Although the records contain pictures, repeat only the text of every line exactly.

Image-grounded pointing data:
=== Begin Enclosure ===
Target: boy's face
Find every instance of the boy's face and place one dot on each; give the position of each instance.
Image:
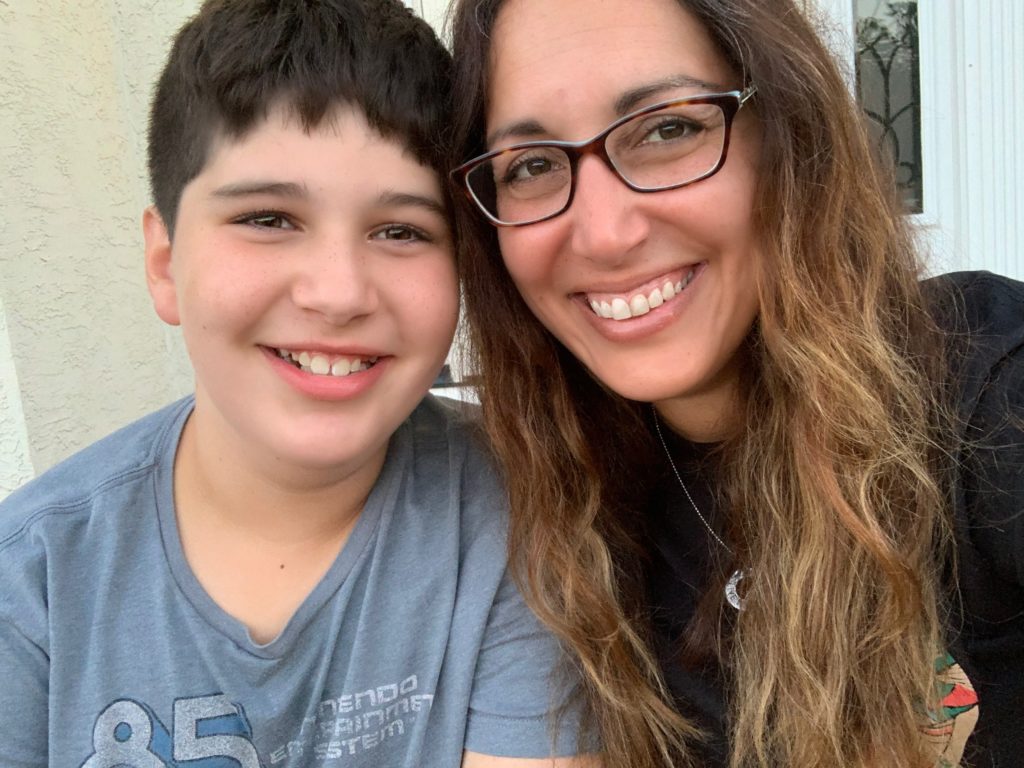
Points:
(313, 279)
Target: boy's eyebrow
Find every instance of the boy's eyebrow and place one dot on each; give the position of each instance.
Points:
(626, 103)
(398, 200)
(246, 188)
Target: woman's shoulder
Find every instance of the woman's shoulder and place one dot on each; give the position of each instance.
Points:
(982, 315)
(977, 303)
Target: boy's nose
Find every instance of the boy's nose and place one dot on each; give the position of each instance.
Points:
(335, 280)
(607, 222)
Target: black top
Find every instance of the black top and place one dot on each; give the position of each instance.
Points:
(986, 637)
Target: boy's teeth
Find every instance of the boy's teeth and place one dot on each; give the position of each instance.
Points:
(322, 365)
(625, 308)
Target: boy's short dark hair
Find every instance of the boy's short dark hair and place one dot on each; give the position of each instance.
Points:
(236, 59)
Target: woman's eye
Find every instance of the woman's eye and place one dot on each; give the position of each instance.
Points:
(529, 167)
(671, 130)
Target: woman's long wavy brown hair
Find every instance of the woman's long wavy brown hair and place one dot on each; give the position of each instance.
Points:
(834, 480)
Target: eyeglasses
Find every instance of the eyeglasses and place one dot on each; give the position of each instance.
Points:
(662, 146)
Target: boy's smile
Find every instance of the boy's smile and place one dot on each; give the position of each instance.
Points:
(312, 275)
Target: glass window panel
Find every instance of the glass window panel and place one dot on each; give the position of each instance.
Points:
(889, 87)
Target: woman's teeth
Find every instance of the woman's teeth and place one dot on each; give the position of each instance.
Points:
(622, 307)
(322, 365)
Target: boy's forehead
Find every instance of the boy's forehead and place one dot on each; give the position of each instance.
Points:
(282, 154)
(343, 120)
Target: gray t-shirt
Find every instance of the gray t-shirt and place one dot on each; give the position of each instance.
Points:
(414, 646)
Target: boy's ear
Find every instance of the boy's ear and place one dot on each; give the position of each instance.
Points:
(159, 275)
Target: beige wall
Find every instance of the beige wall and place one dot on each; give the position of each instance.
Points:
(81, 350)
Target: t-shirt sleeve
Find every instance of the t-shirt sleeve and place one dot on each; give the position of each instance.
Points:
(523, 701)
(24, 662)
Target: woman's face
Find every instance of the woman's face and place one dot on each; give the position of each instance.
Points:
(564, 71)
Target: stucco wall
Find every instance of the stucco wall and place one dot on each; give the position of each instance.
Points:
(85, 351)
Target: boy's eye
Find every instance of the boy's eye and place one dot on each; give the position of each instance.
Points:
(266, 220)
(400, 232)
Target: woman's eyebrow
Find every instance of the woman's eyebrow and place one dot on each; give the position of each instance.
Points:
(632, 98)
(523, 129)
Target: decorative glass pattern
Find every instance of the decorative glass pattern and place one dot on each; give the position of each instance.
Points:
(889, 87)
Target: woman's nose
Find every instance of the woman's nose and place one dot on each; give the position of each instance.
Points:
(607, 223)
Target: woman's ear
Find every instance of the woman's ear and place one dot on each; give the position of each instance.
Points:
(159, 274)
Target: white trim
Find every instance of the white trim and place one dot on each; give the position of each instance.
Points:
(15, 462)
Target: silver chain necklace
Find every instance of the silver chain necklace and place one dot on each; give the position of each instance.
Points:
(732, 586)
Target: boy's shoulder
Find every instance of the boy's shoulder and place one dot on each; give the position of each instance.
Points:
(111, 462)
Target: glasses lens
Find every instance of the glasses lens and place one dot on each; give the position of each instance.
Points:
(523, 184)
(671, 146)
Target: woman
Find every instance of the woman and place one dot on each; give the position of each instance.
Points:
(752, 457)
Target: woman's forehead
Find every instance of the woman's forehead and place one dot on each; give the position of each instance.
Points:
(572, 55)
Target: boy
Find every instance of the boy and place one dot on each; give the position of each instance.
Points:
(302, 564)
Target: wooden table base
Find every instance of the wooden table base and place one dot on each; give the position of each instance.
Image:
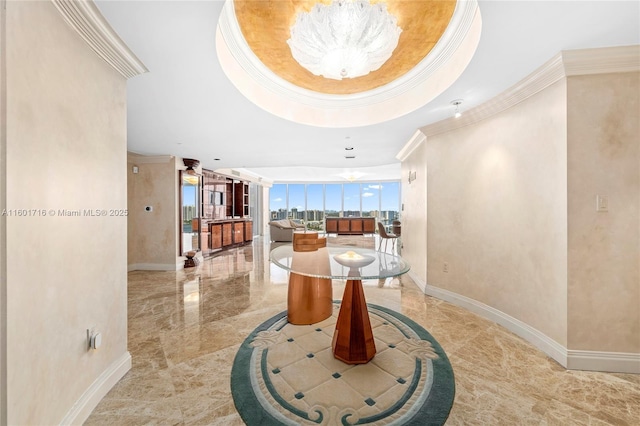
=== End Enclosure ===
__Output for this exercise__
Target: boy's face
Find every instance of the boy's face and place one dot on each; give the position of each instance.
Image:
Points:
(313, 279)
Target: boy's eyebrow
Find every instance of the boy's eyebrow and place one dot on each; give the position of each instance.
Points:
(626, 103)
(398, 200)
(246, 188)
Target: woman's shoulder
Find every instance of the woman's shoulder and place one dot on each; give the position of each instance.
Points:
(982, 315)
(977, 303)
Target: boy's nose
Find every instance of the boy's nose and place one dot on each; give the position of each instance.
Points:
(335, 280)
(607, 222)
Target: black top
Find every instance of the black top and place one dot on each; give the position of each instance.
Points:
(986, 637)
Target: boy's teeth
Find every instance of the boy's teeth and place one dot on each; give the position of each instance.
Points:
(322, 365)
(625, 308)
Target: boy's short dark hair
Find every instance of the boy's short dark hair and place one dot on each; give the position of each instance.
Points:
(236, 59)
Target: woman's eye
Find every instance of the woman's eye and place one dot on each; give the position of each instance.
Points:
(529, 167)
(671, 130)
Target: woman's long wavy brown hair
Find every instance of the woman's long wavy brown hair and place one dot on each; give the position of each instance.
Points:
(834, 480)
Target: eyeglasses
Find every instance of the eyeglasses and place one dot on each; give the position of each instance.
Points:
(662, 146)
Target: boy's smile
Find every instance of the boy's smile and place one dot on each; give the position of each instance.
Points:
(312, 275)
Target: glass window panel
Find every instance of the glass window panel and place one dot on each; give the position of each instance.
Points:
(889, 87)
Target: woman's teeth
Find every instance of the woman's teeth and place one dot on each; give the position of each instance.
Points:
(622, 307)
(322, 365)
Target: boy's forehead
Find every instance of the boy's forehead and place one dot on each; give the position of each instance.
Points:
(282, 154)
(343, 120)
Target: gray t-shirt
Find every instance of the gray t-shirt and place one dot on each; give the position of each instance.
Points:
(414, 646)
Target: boy's ear
Find every instance of the boy's ear and place one dot on each; give the position of each instance.
Points:
(159, 275)
Target: beige wall
Find every instance of the beige wall and place one dot on each; give the position of each instance.
Points:
(81, 350)
Target: t-shirt sleeve
Find every instance of the t-shirt sleeve and place one dot on each; give the position of each instance.
Points:
(523, 701)
(24, 662)
Target: woman's face
Find every instance of the woman's face and place one dot on each; give the position of each instance.
Points:
(564, 71)
Target: stucco wall
Find every instance of the stucco wall and place one dot on each; give the position of each instance.
Points:
(85, 351)
Target: boy's eye
Find every instance of the boy's eye and place one dot on each; give the position of each instance.
Points:
(266, 220)
(400, 232)
Target: woman's eyebrow
Find every instance of the woman's eyebrow and place one dot on each; give the position of each instance.
Points:
(632, 98)
(523, 129)
Target: decorative glass pattern
Find every instance of the decorative glass pattern and place one dot on each; give the position of each instance.
Points:
(889, 87)
Target: woman's nose
Find every instance of the woman's nose and place one dot on each; give the position of each instance.
Points:
(607, 223)
Target: woman's ear
Find every instance of the woman's ear and place one dot on each; give the position of each instance.
Points:
(159, 274)
Target: white trim
Find every instance of the white trim and place one dot on each; give the position of each instance.
Points:
(15, 462)
Target: silver chain necklace
Find every instance of the silver chain necklace and place one dot on each; give the position of each instance.
Points:
(732, 586)
Target: boy's shoulder
Find every instance of the boy's shoulder and place one dot on each; give the position of each instance.
Points:
(111, 462)
Target: glasses lens
Find every instance of the glasses lens and place one dot on each; give the position of each instance.
Points:
(523, 184)
(671, 146)
Target: woman
Find every instance of the woman and place one dot on each; give the position of each instance.
Points:
(752, 457)
Target: woman's forehead
Find every instance of the woman's forehead and place one dot on each; give the position of each instance.
Points:
(572, 55)
Target: boy
Find every instance of the boy and place one dot on each; give the position of each instance.
Points:
(302, 564)
Target: wooden table base
Find every instance of the wooden table base and place one dot on each; give the position of each instance.
Image:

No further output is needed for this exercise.